What is being asked:
Print every line of the material below, from the line containing "surface in the image below." down to the line containing "509;0;1080;424", including both of those lines and copying each one without change. Omit the pictures.

===============

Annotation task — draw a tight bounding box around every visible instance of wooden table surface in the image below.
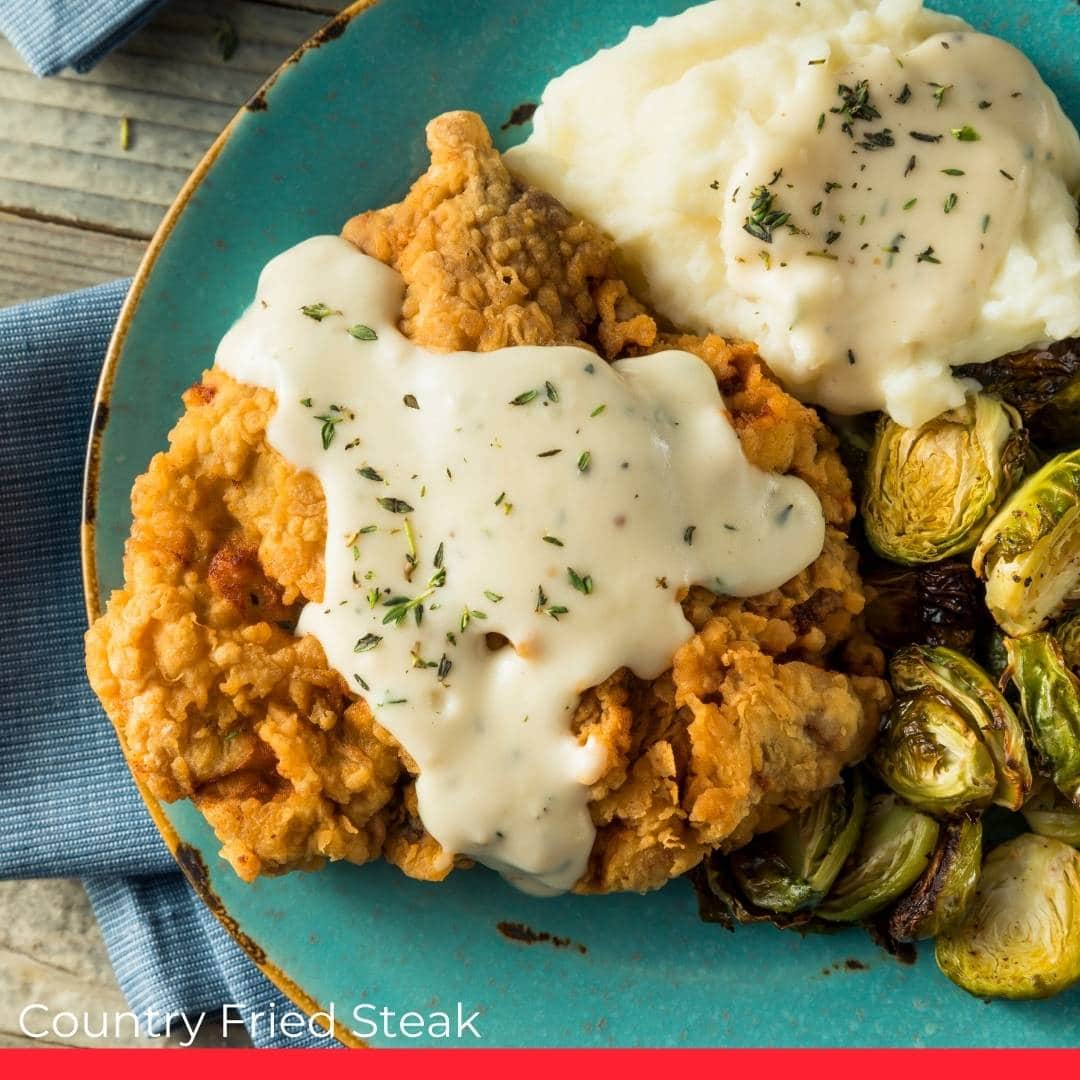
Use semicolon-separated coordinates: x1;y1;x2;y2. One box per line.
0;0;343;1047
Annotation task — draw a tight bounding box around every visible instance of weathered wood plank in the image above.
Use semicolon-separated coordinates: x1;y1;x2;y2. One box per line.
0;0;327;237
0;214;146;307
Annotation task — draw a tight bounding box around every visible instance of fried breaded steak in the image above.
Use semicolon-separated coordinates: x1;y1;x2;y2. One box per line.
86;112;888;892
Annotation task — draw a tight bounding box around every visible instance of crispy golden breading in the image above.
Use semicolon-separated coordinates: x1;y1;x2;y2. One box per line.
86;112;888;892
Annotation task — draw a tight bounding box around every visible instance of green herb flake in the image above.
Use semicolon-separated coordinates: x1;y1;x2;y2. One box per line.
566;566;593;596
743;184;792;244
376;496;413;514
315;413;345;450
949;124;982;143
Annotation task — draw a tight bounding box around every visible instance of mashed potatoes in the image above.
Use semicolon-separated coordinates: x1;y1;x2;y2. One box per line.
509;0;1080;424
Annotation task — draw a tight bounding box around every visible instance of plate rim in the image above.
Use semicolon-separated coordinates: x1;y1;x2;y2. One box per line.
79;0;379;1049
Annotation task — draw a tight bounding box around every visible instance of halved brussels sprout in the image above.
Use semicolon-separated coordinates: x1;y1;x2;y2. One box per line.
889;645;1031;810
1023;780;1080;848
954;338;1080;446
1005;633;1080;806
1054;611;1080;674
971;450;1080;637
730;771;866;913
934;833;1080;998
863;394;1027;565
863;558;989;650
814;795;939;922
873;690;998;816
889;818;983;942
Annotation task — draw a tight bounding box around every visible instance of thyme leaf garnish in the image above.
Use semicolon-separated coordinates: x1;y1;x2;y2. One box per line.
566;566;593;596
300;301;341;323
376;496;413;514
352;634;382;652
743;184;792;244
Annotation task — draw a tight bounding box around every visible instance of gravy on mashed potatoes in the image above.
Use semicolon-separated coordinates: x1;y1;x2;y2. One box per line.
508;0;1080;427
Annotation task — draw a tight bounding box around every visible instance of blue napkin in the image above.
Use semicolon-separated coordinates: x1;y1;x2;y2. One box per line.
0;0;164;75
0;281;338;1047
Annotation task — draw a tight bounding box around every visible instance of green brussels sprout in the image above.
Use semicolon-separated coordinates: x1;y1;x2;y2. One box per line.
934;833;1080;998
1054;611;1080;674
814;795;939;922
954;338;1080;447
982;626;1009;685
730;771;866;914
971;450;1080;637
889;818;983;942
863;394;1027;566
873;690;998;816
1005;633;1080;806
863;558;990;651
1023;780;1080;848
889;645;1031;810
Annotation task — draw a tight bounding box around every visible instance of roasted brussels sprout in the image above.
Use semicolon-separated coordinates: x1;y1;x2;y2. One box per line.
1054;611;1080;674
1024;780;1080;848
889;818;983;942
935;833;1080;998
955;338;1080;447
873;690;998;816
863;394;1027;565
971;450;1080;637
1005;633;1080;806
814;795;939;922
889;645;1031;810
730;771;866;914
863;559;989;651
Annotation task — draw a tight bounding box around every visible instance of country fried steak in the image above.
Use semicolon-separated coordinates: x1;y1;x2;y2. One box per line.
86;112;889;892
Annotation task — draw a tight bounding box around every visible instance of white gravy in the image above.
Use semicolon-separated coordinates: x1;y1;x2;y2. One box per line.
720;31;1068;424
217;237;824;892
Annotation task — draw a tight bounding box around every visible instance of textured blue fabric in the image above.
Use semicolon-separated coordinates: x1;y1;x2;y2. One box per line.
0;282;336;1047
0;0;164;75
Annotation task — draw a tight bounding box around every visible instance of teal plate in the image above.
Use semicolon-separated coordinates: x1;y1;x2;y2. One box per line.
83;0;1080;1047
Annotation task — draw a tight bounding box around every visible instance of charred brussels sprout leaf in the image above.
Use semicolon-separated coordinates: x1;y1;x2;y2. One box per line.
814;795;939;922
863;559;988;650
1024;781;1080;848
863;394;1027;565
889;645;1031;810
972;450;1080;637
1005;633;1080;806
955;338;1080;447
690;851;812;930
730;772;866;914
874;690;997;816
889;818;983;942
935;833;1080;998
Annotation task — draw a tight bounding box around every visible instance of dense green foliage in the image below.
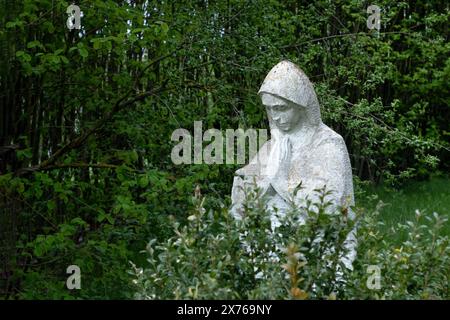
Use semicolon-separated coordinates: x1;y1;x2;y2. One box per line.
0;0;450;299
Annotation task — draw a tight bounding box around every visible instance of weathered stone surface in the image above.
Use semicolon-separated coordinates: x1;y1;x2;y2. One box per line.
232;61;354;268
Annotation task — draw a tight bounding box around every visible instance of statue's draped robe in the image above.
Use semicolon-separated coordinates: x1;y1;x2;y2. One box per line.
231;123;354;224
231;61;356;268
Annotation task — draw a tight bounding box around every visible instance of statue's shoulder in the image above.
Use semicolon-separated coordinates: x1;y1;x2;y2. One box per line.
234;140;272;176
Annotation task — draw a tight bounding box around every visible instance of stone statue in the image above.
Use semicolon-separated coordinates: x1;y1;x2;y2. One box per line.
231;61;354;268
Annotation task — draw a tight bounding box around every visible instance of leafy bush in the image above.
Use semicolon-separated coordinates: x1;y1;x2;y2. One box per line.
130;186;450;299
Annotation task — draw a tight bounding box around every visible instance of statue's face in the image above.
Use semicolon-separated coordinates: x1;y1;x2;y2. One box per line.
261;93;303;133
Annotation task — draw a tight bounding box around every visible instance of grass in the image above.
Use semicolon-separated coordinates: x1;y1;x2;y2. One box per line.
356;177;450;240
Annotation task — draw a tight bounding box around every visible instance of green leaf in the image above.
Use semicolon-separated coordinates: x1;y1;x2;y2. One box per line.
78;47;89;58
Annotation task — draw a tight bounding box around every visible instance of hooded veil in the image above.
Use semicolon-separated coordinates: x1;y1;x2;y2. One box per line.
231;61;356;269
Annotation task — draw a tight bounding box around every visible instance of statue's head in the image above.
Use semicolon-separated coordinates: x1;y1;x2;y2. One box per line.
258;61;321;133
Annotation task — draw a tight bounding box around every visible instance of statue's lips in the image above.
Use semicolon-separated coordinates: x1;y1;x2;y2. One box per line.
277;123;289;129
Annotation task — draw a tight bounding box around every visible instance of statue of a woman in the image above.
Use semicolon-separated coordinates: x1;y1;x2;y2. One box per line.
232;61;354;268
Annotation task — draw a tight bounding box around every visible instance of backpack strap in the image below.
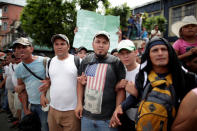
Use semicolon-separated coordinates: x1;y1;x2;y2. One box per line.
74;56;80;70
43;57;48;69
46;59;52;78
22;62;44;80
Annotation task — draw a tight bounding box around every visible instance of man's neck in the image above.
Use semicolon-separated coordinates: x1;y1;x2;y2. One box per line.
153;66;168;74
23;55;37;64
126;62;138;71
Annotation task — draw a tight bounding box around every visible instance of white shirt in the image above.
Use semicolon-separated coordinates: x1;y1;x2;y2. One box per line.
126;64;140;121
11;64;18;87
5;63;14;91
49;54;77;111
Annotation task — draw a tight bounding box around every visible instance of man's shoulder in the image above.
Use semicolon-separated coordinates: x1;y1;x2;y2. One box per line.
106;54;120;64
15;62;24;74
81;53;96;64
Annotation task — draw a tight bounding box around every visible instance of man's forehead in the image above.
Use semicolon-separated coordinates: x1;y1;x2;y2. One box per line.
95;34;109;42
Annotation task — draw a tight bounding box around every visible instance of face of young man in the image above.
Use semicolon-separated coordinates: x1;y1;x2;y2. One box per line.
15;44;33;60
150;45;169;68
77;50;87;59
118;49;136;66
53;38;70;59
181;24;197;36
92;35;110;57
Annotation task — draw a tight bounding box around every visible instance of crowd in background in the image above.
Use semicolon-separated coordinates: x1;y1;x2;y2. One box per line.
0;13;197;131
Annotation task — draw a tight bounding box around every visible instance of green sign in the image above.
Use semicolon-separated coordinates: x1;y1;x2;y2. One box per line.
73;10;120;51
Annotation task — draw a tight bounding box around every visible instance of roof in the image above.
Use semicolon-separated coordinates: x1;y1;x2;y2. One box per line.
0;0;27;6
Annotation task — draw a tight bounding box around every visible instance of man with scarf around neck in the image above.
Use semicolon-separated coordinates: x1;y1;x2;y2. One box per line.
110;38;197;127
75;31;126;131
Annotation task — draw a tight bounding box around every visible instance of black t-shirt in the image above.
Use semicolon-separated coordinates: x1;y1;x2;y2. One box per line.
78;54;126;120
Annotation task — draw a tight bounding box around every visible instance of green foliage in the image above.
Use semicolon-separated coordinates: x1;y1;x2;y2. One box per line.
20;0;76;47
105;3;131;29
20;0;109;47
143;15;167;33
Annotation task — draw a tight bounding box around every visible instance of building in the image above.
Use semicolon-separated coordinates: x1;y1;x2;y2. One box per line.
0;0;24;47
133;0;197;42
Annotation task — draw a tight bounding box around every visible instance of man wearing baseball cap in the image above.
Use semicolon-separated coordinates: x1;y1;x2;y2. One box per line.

===============

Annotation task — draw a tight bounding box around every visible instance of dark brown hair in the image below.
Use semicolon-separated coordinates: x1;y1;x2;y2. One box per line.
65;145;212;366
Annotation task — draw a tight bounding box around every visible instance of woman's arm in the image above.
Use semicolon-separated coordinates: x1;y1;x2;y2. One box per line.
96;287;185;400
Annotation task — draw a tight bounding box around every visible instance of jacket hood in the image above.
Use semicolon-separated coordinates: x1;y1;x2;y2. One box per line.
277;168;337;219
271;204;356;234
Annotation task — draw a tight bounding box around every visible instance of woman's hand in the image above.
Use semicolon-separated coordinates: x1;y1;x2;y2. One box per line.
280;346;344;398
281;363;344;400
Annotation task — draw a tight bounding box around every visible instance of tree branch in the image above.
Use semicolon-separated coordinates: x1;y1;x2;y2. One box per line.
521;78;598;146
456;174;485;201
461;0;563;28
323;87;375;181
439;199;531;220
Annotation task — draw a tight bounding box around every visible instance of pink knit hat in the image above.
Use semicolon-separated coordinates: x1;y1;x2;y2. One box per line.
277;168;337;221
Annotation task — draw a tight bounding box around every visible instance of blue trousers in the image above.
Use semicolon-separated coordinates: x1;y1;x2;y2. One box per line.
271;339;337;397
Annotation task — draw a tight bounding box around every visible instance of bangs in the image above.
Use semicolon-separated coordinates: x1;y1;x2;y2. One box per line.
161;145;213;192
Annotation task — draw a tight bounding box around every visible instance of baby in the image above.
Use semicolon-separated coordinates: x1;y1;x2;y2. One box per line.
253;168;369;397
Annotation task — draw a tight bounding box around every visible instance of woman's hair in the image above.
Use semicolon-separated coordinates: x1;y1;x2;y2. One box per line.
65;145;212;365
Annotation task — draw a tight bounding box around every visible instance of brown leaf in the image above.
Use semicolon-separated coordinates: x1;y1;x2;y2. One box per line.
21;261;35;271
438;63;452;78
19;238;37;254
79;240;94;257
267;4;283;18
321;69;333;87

===============

Full solution:
Annotation task — draw a tight bounding box around every visible instance of wooden table surface in the image below.
Use semicolon-separated coordinates: x1;y1;x2;y2. One box per line.
0;0;343;1047
Annotation task — draw a tight bounding box around every visible instance of weathered wood plank in the image above.
Use semicolon-separated coordinates: x1;y1;x2;y2. One box per line.
0;0;327;237
0;214;146;307
Annotation task — draw a tight bounding box around every visible instance of fried breaded steak in the image above.
Use semicolon-separated coordinates: x1;y1;x2;y2. One box per line.
86;112;888;892
Annotation task — draw a tight bounding box around every visible instance of crispy golden breading in the image above.
Use semicolon-separated coordinates: x1;y1;x2;y2. One box per line.
86;112;888;892
Annotation task — draw a tight bounding box around every visible instance of green herb flake in the image above.
Use semicolon-separated coordinates: x1;y1;x2;y2. One box per line.
566;566;593;596
743;184;792;244
376;496;413;514
315;413;345;450
949;124;982;143
Annotation task — draw a tight bounding box around every visible instance of mashed potatoes in the image above.
Use semicolon-separated coordinates: x1;y1;x2;y2. One box per line.
509;0;1080;424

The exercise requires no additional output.